EXERCISE
Give back exactly the lines of the data below, starting with the line that has "point: one pixel per instance, each like <point>281,94</point>." and going on through the line that has "point: one pixel per instance, each like <point>257,926</point>.".
──────── SOURCE DATA ────────
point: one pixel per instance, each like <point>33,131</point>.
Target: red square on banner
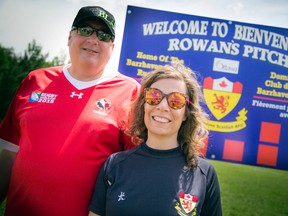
<point>270,132</point>
<point>233,150</point>
<point>267,155</point>
<point>203,150</point>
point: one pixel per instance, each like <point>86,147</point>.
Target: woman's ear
<point>69,38</point>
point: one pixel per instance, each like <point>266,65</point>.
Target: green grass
<point>249,190</point>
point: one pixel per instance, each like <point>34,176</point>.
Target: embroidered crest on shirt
<point>103,105</point>
<point>187,204</point>
<point>121,196</point>
<point>41,97</point>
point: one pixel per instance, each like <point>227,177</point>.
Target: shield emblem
<point>221,95</point>
<point>187,201</point>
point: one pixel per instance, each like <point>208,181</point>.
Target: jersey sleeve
<point>98,202</point>
<point>9,127</point>
<point>212,203</point>
<point>125,138</point>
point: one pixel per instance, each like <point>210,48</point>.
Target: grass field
<point>249,190</point>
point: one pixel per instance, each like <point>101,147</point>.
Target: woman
<point>164,175</point>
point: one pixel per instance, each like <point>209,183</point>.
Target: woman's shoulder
<point>205,166</point>
<point>118,157</point>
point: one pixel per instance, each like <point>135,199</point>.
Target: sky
<point>49,21</point>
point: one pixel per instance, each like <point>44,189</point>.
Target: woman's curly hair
<point>193,131</point>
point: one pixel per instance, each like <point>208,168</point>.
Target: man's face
<point>89,50</point>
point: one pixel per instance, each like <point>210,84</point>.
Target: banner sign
<point>242,67</point>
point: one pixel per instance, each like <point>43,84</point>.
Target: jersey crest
<point>187,204</point>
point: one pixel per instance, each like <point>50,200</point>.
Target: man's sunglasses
<point>175,100</point>
<point>87,31</point>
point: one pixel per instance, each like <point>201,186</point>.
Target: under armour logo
<point>78,95</point>
<point>121,196</point>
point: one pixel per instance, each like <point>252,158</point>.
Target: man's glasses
<point>175,100</point>
<point>88,31</point>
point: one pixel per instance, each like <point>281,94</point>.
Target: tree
<point>13,69</point>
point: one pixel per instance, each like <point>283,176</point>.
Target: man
<point>64,122</point>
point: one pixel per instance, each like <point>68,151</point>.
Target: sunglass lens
<point>102,36</point>
<point>176,100</point>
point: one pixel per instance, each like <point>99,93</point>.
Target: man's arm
<point>6,163</point>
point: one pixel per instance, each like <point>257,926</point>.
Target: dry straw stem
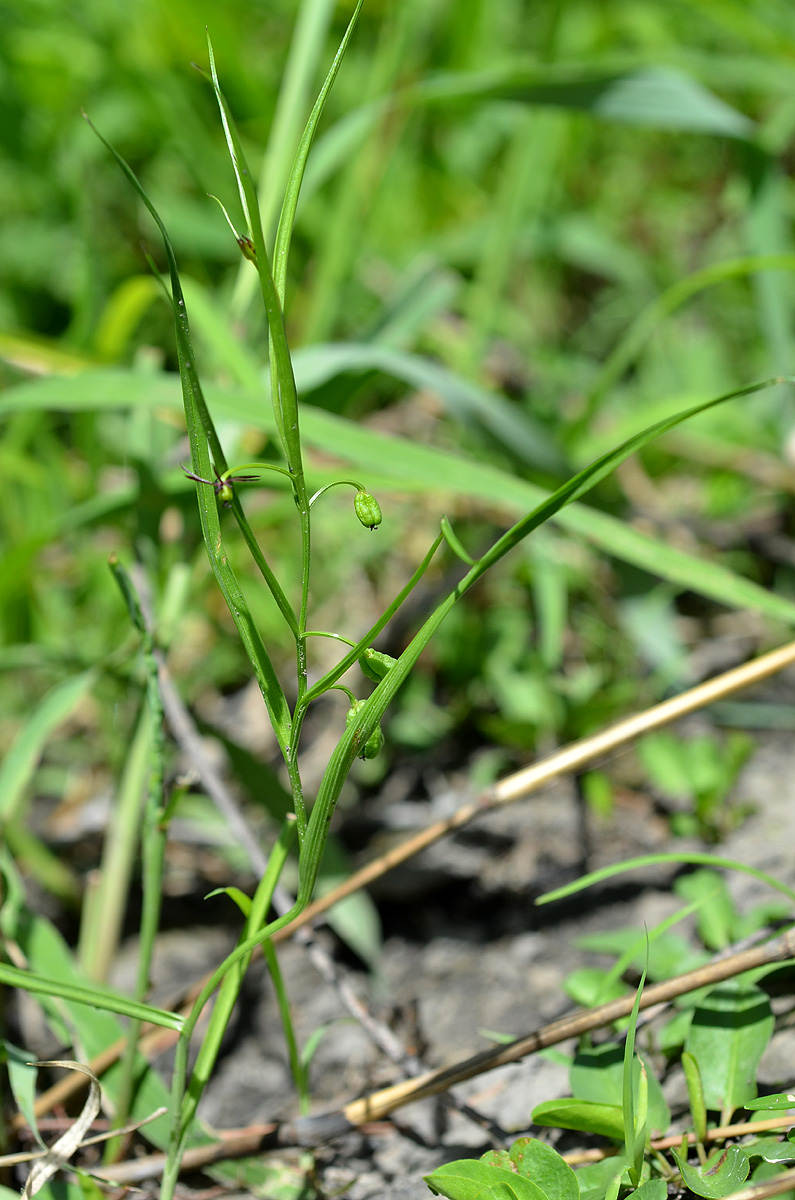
<point>381,1104</point>
<point>573,757</point>
<point>324,1127</point>
<point>513,787</point>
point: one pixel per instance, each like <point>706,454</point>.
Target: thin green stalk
<point>228,975</point>
<point>154,852</point>
<point>101,925</point>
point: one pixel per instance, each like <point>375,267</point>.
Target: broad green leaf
<point>728,1035</point>
<point>589,1116</point>
<point>543,1165</point>
<point>405,465</point>
<point>721,1175</point>
<point>652,1189</point>
<point>595,1179</point>
<point>597,1075</point>
<point>477,1180</point>
<point>717,913</point>
<point>777,1102</point>
<point>771,1150</point>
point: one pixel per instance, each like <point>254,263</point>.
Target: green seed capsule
<point>246,249</point>
<point>368,509</point>
<point>374,744</point>
<point>375,665</point>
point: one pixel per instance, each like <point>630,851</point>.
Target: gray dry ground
<point>468,952</point>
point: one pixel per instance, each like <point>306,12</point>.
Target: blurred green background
<point>528,229</point>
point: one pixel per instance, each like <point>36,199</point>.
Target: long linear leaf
<point>87,994</point>
<point>390,461</point>
<point>21,761</point>
<point>374,708</point>
<point>203,437</point>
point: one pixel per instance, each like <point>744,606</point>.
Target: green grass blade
<point>374,708</point>
<point>390,461</point>
<point>287,219</point>
<point>284,394</point>
<point>83,994</point>
<point>674,297</point>
<point>203,438</point>
<point>19,763</point>
<point>633,864</point>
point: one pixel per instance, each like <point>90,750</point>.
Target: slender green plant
<point>216,490</point>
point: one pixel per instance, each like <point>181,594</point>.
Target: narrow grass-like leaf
<point>695,1093</point>
<point>287,219</point>
<point>674,297</point>
<point>85,994</point>
<point>374,708</point>
<point>19,762</point>
<point>387,460</point>
<point>633,864</point>
<point>203,438</point>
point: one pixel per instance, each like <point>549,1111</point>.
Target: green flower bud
<point>374,744</point>
<point>375,665</point>
<point>368,509</point>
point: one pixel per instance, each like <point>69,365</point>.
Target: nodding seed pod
<point>246,249</point>
<point>368,509</point>
<point>223,492</point>
<point>374,744</point>
<point>375,665</point>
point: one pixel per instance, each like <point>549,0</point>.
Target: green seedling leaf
<point>728,1035</point>
<point>468,1180</point>
<point>721,1175</point>
<point>695,1095</point>
<point>597,1075</point>
<point>587,1116</point>
<point>770,1150</point>
<point>652,1189</point>
<point>717,915</point>
<point>537,1162</point>
<point>19,762</point>
<point>778,1102</point>
<point>595,1179</point>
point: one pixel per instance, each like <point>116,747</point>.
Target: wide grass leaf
<point>728,1035</point>
<point>405,465</point>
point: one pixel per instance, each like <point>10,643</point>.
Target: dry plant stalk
<point>508,790</point>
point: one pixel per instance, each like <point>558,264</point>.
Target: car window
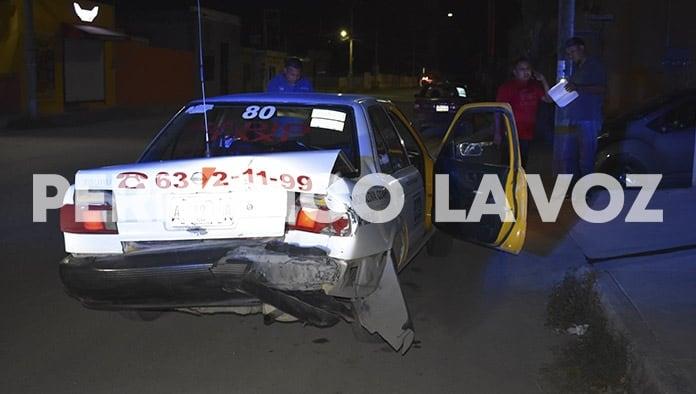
<point>461,91</point>
<point>241,129</point>
<point>413,150</point>
<point>433,92</point>
<point>683,117</point>
<point>390,152</point>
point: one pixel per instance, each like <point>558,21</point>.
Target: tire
<point>135,315</point>
<point>439,245</point>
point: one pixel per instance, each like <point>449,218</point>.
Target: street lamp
<point>346,37</point>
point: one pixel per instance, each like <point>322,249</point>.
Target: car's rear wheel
<point>141,315</point>
<point>439,245</point>
<point>621,167</point>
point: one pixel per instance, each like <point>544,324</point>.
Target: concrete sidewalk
<point>647,282</point>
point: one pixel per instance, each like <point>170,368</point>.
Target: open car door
<point>481,145</point>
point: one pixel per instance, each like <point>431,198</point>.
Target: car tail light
<point>319,219</point>
<point>89,217</point>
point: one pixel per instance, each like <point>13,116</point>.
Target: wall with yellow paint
<point>51,17</point>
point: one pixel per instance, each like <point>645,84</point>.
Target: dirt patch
<point>595,357</point>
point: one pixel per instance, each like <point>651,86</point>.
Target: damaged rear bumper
<point>300,281</point>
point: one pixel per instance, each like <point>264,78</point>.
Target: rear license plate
<point>245,213</point>
<point>205,210</point>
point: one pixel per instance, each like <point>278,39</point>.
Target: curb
<point>650,370</point>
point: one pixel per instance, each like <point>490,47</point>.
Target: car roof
<point>289,98</point>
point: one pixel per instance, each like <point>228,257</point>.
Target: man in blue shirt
<point>290,80</point>
<point>575,147</point>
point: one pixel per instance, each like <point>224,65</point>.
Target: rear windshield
<point>247,129</point>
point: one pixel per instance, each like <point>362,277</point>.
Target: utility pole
<point>566,30</point>
<point>30,59</point>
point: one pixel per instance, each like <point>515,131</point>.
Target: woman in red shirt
<point>523,93</point>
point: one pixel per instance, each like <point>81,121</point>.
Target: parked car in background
<point>656,137</point>
<point>436,104</point>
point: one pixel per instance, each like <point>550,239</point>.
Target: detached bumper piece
<point>294,280</point>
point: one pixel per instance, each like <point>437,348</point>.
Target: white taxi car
<point>246,204</point>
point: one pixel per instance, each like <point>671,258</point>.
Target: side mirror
<point>472,149</point>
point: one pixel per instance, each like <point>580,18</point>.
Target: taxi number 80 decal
<point>256,111</point>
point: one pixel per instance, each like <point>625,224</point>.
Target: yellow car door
<point>479,156</point>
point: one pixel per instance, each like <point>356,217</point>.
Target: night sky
<point>407,36</point>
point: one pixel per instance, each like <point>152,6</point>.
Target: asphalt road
<point>478,314</point>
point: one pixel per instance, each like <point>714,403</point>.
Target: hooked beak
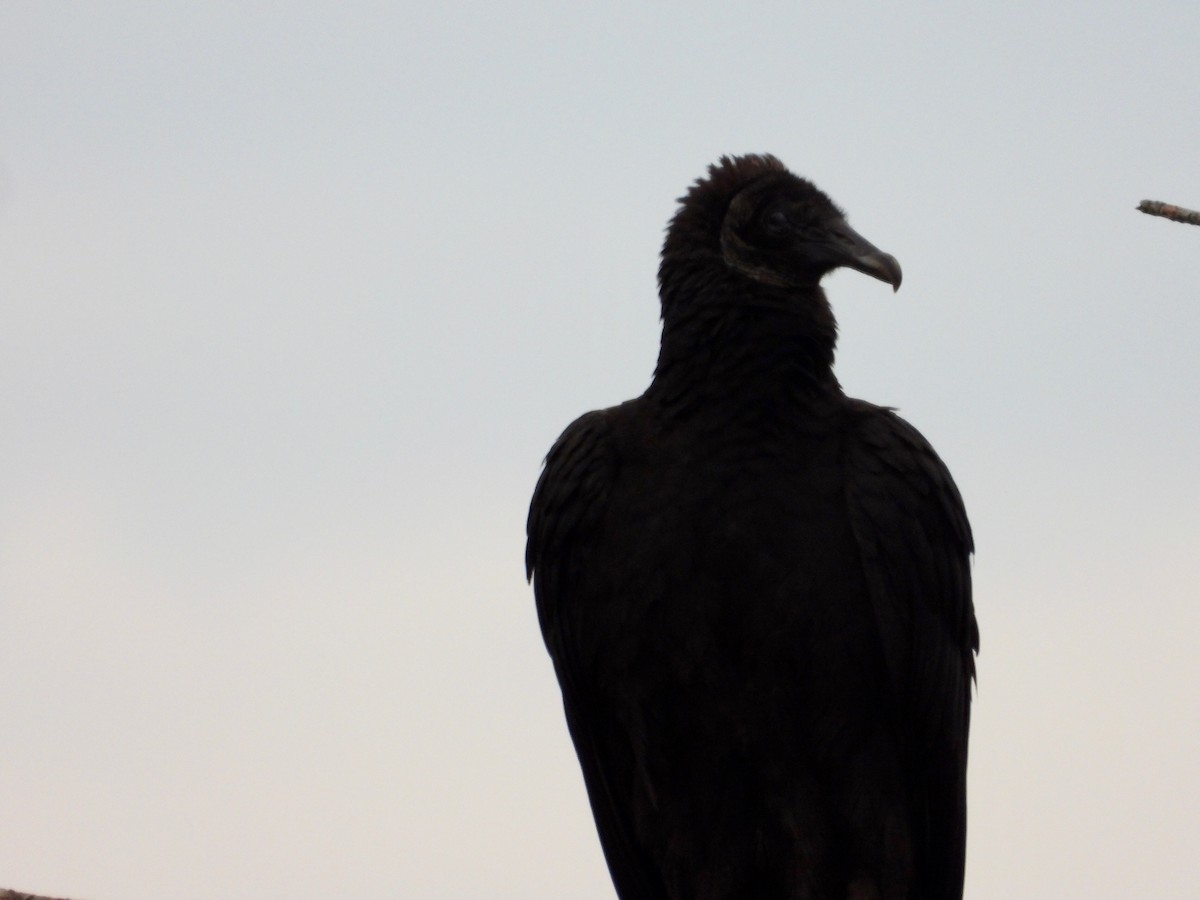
<point>847,247</point>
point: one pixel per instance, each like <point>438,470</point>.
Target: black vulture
<point>755,589</point>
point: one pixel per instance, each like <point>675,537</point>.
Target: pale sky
<point>294,298</point>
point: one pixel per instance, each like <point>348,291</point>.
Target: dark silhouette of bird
<point>755,589</point>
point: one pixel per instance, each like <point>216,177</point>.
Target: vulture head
<point>768,226</point>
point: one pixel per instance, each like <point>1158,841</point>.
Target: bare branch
<point>1176,214</point>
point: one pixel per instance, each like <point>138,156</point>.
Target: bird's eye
<point>775,222</point>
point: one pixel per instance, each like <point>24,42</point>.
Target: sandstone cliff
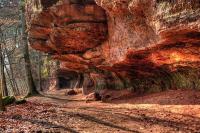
<point>144,45</point>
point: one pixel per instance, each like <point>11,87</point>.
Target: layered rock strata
<point>137,44</point>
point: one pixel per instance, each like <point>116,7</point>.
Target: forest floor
<point>165,112</point>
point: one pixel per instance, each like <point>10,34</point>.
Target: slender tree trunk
<point>14,83</point>
<point>32,88</point>
<point>4,85</point>
<point>39,72</point>
<point>2,108</point>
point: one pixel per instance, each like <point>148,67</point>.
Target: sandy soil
<point>166,112</point>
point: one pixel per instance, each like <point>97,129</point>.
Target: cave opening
<point>63,83</point>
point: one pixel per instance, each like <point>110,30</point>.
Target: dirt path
<point>167,112</point>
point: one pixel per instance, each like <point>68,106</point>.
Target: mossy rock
<point>20,101</point>
<point>8,100</point>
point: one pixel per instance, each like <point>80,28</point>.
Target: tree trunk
<point>32,88</point>
<point>39,72</point>
<point>2,108</point>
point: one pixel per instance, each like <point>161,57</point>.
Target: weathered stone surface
<point>121,43</point>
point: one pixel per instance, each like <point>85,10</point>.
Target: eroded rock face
<point>123,43</point>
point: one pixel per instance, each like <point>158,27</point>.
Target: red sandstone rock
<point>121,39</point>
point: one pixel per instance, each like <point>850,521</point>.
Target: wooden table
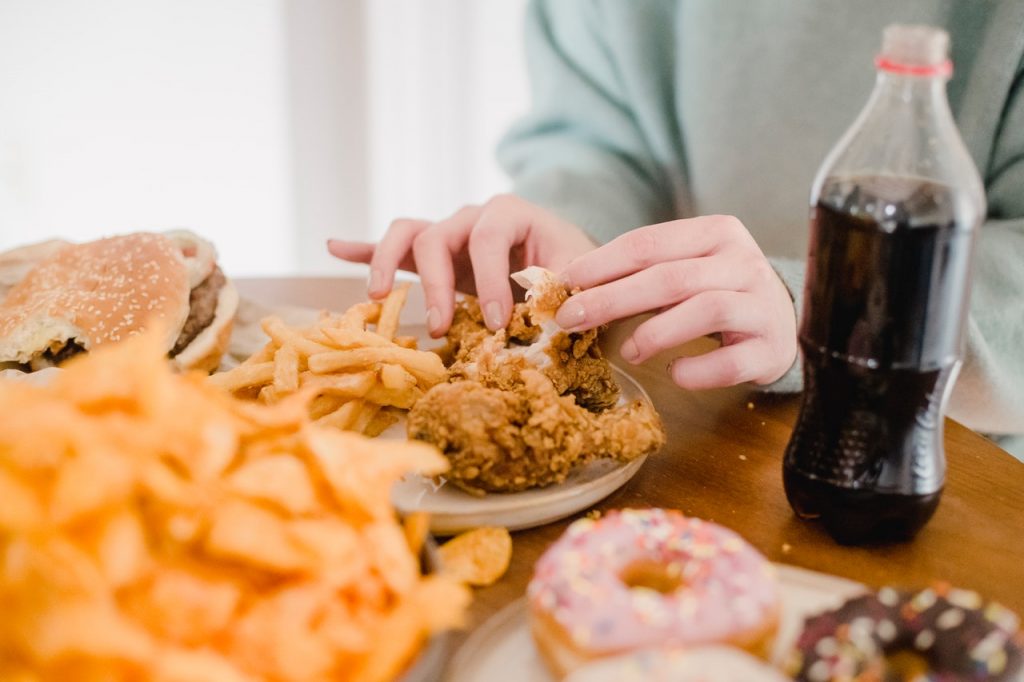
────────
RESPONSE TO THIS TASK
point: one pixel per instance, each like <point>281,94</point>.
Target: tree
<point>13,69</point>
point: one pixel per instance, each like <point>283,176</point>.
Target: man
<point>64,122</point>
point: one pixel per instance, each like <point>68,151</point>.
Target: sunglass lens
<point>102,36</point>
<point>176,100</point>
point: one pixel per instance, each like <point>99,93</point>.
Target: man's arm
<point>6,163</point>
point: one pixel per instance, each like <point>257,926</point>.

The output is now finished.